**Brief:** Give every line below again, exactly.

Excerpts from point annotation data
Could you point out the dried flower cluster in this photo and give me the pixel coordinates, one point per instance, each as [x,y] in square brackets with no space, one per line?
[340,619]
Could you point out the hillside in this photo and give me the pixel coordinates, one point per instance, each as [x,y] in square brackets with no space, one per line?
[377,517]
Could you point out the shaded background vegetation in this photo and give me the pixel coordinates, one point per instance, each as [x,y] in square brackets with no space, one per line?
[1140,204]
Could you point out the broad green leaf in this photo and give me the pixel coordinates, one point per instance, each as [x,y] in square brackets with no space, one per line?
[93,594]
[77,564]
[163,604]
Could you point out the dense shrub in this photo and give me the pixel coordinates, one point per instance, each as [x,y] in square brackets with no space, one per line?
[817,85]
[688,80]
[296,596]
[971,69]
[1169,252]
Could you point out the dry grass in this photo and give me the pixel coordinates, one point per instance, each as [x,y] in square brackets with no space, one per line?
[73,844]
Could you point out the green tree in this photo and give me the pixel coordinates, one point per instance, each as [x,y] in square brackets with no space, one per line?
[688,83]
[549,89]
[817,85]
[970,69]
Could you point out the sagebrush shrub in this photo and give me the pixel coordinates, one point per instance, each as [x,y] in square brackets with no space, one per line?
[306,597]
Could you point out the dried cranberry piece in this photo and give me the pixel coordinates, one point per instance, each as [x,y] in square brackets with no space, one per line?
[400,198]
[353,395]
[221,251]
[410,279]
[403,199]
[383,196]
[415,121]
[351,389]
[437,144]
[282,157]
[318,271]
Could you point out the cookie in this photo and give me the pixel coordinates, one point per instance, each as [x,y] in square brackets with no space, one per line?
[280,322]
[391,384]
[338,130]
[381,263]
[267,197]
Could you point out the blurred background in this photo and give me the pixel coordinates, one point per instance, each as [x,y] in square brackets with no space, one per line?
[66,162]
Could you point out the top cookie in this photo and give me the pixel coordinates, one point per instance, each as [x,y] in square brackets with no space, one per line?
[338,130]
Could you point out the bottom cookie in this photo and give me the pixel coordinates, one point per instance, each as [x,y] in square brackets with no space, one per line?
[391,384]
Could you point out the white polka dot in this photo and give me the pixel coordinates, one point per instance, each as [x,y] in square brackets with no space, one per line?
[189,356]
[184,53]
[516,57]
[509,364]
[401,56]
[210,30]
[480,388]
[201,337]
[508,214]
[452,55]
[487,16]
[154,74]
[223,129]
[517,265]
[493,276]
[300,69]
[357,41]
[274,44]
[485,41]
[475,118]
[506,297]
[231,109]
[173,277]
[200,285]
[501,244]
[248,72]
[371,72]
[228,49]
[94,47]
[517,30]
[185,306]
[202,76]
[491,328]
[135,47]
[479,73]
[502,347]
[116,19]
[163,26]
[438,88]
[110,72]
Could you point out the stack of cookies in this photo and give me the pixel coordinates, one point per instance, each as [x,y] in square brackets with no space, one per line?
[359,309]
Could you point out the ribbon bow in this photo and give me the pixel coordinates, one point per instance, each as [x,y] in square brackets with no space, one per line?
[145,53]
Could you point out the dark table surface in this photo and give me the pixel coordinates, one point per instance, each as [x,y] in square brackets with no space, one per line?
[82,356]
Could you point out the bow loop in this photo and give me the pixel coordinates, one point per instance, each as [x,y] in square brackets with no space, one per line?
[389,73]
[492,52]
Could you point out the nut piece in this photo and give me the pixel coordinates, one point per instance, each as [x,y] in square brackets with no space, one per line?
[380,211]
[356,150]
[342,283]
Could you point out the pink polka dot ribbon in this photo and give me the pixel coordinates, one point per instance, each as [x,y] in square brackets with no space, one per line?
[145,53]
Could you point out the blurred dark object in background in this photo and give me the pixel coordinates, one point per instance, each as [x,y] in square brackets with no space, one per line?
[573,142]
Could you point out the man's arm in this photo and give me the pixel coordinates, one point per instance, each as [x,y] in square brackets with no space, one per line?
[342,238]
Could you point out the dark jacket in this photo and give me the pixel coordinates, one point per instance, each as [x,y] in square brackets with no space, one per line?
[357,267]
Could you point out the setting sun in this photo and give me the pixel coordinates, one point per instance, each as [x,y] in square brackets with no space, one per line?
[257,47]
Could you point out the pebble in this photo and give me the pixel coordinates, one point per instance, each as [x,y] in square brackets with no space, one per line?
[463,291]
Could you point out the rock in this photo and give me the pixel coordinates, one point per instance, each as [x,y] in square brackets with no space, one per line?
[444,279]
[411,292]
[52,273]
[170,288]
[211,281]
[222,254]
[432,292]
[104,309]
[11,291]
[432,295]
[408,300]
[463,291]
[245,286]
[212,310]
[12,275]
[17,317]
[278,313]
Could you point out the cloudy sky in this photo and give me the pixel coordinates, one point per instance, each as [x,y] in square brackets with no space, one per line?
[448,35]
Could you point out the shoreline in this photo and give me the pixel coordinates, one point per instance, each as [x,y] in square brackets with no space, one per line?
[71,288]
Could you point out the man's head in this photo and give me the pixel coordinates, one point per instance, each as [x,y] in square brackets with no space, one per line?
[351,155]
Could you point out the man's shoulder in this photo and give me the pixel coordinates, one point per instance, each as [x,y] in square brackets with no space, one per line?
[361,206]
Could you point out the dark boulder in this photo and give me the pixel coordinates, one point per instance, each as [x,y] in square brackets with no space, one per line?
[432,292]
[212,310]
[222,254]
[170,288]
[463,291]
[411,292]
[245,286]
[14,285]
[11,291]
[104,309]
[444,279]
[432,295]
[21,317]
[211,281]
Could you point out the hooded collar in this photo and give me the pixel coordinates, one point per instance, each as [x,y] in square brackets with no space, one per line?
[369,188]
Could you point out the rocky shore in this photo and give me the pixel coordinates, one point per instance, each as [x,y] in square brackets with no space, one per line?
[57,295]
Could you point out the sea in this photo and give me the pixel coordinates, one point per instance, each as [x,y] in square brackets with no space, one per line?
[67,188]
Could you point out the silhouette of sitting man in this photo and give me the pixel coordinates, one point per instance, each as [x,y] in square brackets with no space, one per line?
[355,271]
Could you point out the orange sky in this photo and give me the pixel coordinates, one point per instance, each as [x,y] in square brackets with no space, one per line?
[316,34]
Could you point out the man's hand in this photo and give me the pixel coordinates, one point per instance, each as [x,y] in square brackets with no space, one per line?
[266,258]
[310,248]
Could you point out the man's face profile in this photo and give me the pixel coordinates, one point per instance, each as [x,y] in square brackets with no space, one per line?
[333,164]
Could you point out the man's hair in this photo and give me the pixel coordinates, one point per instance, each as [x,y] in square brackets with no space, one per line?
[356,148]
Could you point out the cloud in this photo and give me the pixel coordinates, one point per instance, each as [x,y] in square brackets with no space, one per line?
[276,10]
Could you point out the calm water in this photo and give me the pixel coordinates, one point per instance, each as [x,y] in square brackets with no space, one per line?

**Result:**
Could you point out the dried flower cluster in this photo and give me the pixel coordinates, one point per instance, each as [x,y] in square brackets with no space, one per line?
[340,619]
Could you point out the hillside in this photo and give me the pixel coordinates, one point per instance, each as [x,y] in square brackets with no space, one per line?
[377,517]
Could you point out the shaded background vegetation in this photo and give me the pixel coordinates, one point per instance, each as [x,y] in square brackets with no space, one per line?
[1140,204]
Could you point out the broad green leaf in this photo and give me the pixel coordinates, one point per instance, each as [x,y] in square brackets with no space, one per line?
[93,594]
[77,564]
[163,604]
Could you point out the dense shrub in this photo and give me the pixel coordinates, one point per instance, each as [x,y] in square brackets with no space, one per line?
[817,85]
[688,80]
[296,596]
[971,69]
[1169,252]
Could you point out the dry grass in this photo and give me the pixel coordinates, one point per instance, each as [x,y] in square brackets with no space, one per line?
[73,844]
Could you point out the green tree in this photo and give me the pixel coordinates, one point per instance, each as [x,y] in square brackets with no space, one per line?
[688,83]
[549,89]
[817,85]
[970,69]
Could you point out the sagebrush shrub in this photo and give me the pixel coordinates, one point per instance, each as [x,y] in square brackets with no space, one per line?
[306,597]
Could you point out the dried cranberry piece in this photo and give me the pixel coordinates, one point per instance, each as [x,y] in square brackets with no space, one per line?
[400,198]
[353,395]
[221,251]
[410,279]
[403,199]
[383,196]
[415,121]
[351,389]
[437,144]
[282,157]
[318,271]
Could you point out the cookie in this photo and give me the pixel coordinates, one point per instance, each as [x,y] in square brackets with no space, one per line?
[280,322]
[391,384]
[338,130]
[381,263]
[267,197]
Could you point out the blurred background in this photo and give me the pixel coordinates, one point per instance, each as [x,y] in square brackets with no space, one per line?
[66,162]
Could you point out the top cookie in this photo and give me the pixel coordinates, one point per instance, each as [x,y] in square brackets with no space, one per line?
[338,130]
Could you point out the bottom cookie in this photo and give me the pixel coordinates, one point per instance, each as [x,y] in square brackets with no space, one per line?
[391,384]
Could you point out the white polka dot in this photo and give me the pixel coordinates, one point per instance, each as [x,y] in square brackets with no space, one per line?
[189,356]
[184,53]
[516,57]
[509,364]
[401,56]
[210,30]
[480,388]
[201,337]
[508,214]
[452,55]
[487,16]
[154,74]
[223,129]
[517,265]
[493,276]
[300,69]
[357,41]
[274,44]
[485,41]
[475,118]
[506,297]
[231,109]
[173,277]
[200,285]
[501,244]
[248,72]
[371,72]
[228,49]
[94,47]
[517,30]
[185,306]
[202,76]
[491,328]
[135,47]
[479,73]
[502,347]
[116,19]
[163,26]
[438,88]
[110,72]
Could you point out the stack of cookies in this photo and give me the pixel coordinates, one point per instance, each as [x,y] in square brackets with no space, one per line?
[359,309]
Could you point out the ribbon bow in this photo and give me the pixel coordinates, one point per instance, each as [x,y] in square brackets with no space, one per line?
[145,53]
Could you point out the dark table surface in this photo and give me the pixel coordinates, one point per instance, each as [x,y] in square brackets with no space, one per line?
[82,356]
Could you point out the bow loop in this photo and give me the pixel coordinates, one point per instance, each as [x,y] in square brackets with no space, one per line?
[389,73]
[492,52]
Could you point out the nut piece in this photo and give me the pixel coordinates, one point per instance, each as [x,y] in square brackets with no space, one per line?
[380,211]
[356,150]
[342,283]
Could you point out the pink polka dot ribbon in this photo and give me the pixel coordinates, one point per instance, each as [x,y] in square brackets with no space, one per line?
[145,53]
Could you point out the blurred dark object in background in this photo and give me the pixel coordinates, one point per instance, each as [x,y] in square brackets with no space, one per line?
[573,142]
Could you point out the man's arm in this photo and give me the pixel coordinates, one point per instance, each as [x,y] in square brackets with no space, one per line?
[342,238]
Could you point out the dark jacket in this photo and give me the pixel coordinates, one point per instance, each as [x,y] in square brackets with no space, one per line?
[357,267]
Could you point out the setting sun in this photo and give me the pixel coordinates, one point per instance, each as [x,y] in square brackets with no space, one per line?
[257,47]
Could you point out the pebble in this photo and give me the pixel coordinates, one point per instance, each as [x,y] in square brackets with no space, one per line?
[463,291]
Could you point out the rock in this photo and give me the pixel coordinates, one point per instance, each as [x,y] in square brackets with no space, one per line?
[444,279]
[411,292]
[52,273]
[170,288]
[211,281]
[222,254]
[432,292]
[104,309]
[11,291]
[432,295]
[408,300]
[463,291]
[245,286]
[212,310]
[12,275]
[17,317]
[278,313]
Could you point out the cloudy sky in this photo and give me the pixel coordinates, one point per instance, each as [x,y] in square brackets with no space, one per line?
[448,35]
Could you point out the shoreline in this photo and give me the pixel coordinates, one point per instance, each as [x,y] in square brackets with no space, one per line?
[71,288]
Could you point out the man's head in this photo and give me the pixel coordinates, one point per instance, each as [x,y] in square brackets with no space, one per line?
[351,155]
Could you point out the man's shoulder in this photo and give me the pixel coordinates, one point per instance, each as [x,y] in square brackets with no space, one per line?
[361,206]
Could you point out the dark boulder in this photo and give me the pixel coordinates, one point per instance, each as [x,y] in square brackets with no space, one per line?
[432,292]
[212,310]
[222,254]
[170,288]
[463,291]
[411,292]
[245,286]
[14,285]
[11,291]
[104,309]
[444,279]
[432,295]
[21,317]
[211,281]
Could you point out the hooded collar in this photo and give me the pixel coordinates, one point per instance, each as [x,y] in square brackets with no space, one per line?
[369,188]
Could you point out the rocky shore in this photo and give me the pixel coordinates, one point per instance, each as [x,y] in square brackets with no space, one per line?
[57,295]
Could you point out the sea in this photo and give me the pixel coordinates, one point per instance, each as [x,y] in square brackets with no space, one per line?
[67,188]
Could you point out the silhouette of sitting man in this photo and give me the pixel coordinates, one point per instance, each as [x,y] in square brackets with no space, one per line?
[355,271]
Could you point out the orange sky in this photo and give me the pixel coordinates, one point per instance, each as [x,y] in square brackets with no space, one per line?
[316,34]
Could you point out the man's hand in this photo and give me the pixel coordinates, one point per instance, each as [x,y] in square brackets with no space, one per line?
[266,258]
[310,248]
Could you point out the man's face profile in this photo and give me the pixel coordinates, one point per instance, each as [x,y] in square brackets with no space, one per line?
[333,164]
Could you point out the man's hair in this photo and give me the pixel coordinates, one point per instance, each as [x,y] in square brackets with no space, one per line?
[356,148]
Could you point out the cloud in this photo and give me the pixel coordinates, one point per instance, each as [x,y] in square brackets with no space, one per line?
[276,10]
Could you point out the calm water in this photo and give me the pixel coordinates, one point per instance, each as [x,y] in square brackets with no space, one per line?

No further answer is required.